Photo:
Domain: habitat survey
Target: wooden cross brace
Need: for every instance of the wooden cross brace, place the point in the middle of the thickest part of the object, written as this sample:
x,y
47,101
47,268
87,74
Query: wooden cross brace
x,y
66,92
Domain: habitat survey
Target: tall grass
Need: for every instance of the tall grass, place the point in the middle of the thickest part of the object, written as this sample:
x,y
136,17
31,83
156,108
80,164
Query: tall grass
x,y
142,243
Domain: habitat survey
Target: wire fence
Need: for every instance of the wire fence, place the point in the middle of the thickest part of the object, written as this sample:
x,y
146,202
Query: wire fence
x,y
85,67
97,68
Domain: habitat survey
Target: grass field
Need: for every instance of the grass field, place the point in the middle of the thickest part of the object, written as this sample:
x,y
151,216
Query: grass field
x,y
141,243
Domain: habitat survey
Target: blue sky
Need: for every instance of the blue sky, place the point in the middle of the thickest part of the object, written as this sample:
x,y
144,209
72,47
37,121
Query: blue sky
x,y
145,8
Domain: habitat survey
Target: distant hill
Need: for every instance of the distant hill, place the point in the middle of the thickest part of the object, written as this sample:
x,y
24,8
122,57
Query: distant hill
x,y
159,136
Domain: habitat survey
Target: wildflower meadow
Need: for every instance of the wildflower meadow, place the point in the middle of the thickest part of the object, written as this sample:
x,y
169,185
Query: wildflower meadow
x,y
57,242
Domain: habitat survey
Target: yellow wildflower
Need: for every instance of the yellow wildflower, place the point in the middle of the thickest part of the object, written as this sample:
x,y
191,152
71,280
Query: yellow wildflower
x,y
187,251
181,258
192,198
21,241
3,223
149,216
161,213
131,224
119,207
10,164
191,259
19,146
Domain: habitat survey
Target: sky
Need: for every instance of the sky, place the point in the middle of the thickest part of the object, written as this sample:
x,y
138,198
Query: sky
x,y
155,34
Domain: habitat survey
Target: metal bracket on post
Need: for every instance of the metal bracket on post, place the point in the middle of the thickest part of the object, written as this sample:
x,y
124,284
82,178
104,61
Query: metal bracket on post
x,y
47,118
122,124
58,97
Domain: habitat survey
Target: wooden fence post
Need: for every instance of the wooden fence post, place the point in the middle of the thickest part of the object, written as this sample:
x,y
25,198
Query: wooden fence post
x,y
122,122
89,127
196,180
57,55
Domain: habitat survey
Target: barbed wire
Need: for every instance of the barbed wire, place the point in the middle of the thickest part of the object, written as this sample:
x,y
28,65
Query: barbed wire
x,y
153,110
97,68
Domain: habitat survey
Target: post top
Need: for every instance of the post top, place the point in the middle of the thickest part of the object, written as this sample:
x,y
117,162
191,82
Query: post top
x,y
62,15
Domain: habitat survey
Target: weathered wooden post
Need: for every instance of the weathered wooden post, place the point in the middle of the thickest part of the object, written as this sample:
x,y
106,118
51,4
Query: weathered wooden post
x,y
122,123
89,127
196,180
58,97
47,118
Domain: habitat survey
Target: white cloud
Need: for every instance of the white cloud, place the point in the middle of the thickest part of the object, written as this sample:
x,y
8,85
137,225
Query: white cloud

################

• ACTIVITY
Report each line of the data in which "white" occurs.

• WRITTEN ANSWER
Target: white cloud
Need: for every instance of the white cloud, place the point in the middle of the thickest part of the object, written as this sample:
Query: white cloud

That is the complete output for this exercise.